Appreciating LeBron James While Hating The Miami Heat


Somewhere between cursing at the TV for a solid hour, threatening to maim Reggie Miller and then just sitting in stunned silence as if a loved one just passed away, I came to the conclusion that LeBron James is sort of good at basketball.

As a lifelong Chicago Bulls fan, there just isn’t much explanation for how the final three minutes and thirty-three seconds of Game 5 panned out. But it was akin to watching a freight train run over the deer, then seeing that deer carcass infected by a host of parasites, then seeing LeBron James take a giant crap on the whole mess. It took less than four minutes for the Miami Heat to erase a twelve point deficit. Just look at how the Heat’s 4th quarter comeback in those final minutes unfolded:

Like anyone who follows sports with even a passing interest knows, LeBron James turned an entire city (granted, it was only Cleveland) against him by thinking it was a good idea to air his personal thought process on national television. Throw in media lamprey Jim Gray and it was a giant cesspool of unchecked arrogance. But before that TV special, I felt bad for Lebron. Here’s a guy who literally did everything for the Cleveland Cavaliers over seven seasons. He scored, he distributed, rebounded, closed games, only to fall short of the ultimate prize because the best teammate he ever had in a Cavs uniform was Mo Williams. It seemed like people were so quick to tear him down they didn’t even realize how once in a lifetime his talent truly was.

_TASK TO CARRY OUT_
Decide whether each statement agrees with the piece on LeBron James and the Miami Heat, answering yes or no and quoting the deciding words. 1. The Heat wiped out a twelve point deficit in under four minutes. 2. The writer has always been a Miami Heat fan. 3. LeBron James played six seasons with the Cleveland Cavaliers.

(Source records)

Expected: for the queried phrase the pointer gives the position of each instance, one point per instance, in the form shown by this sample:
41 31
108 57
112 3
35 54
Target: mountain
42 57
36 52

_EXERCISE RESULT_
1. Yes: "It took less than four minutes for the Miami Heat to erase a twelve point deficit."
2. No: "As a lifelong Chicago Bulls fan"
3. No: "did everything for the Cleveland Cavaliers over seven seasons"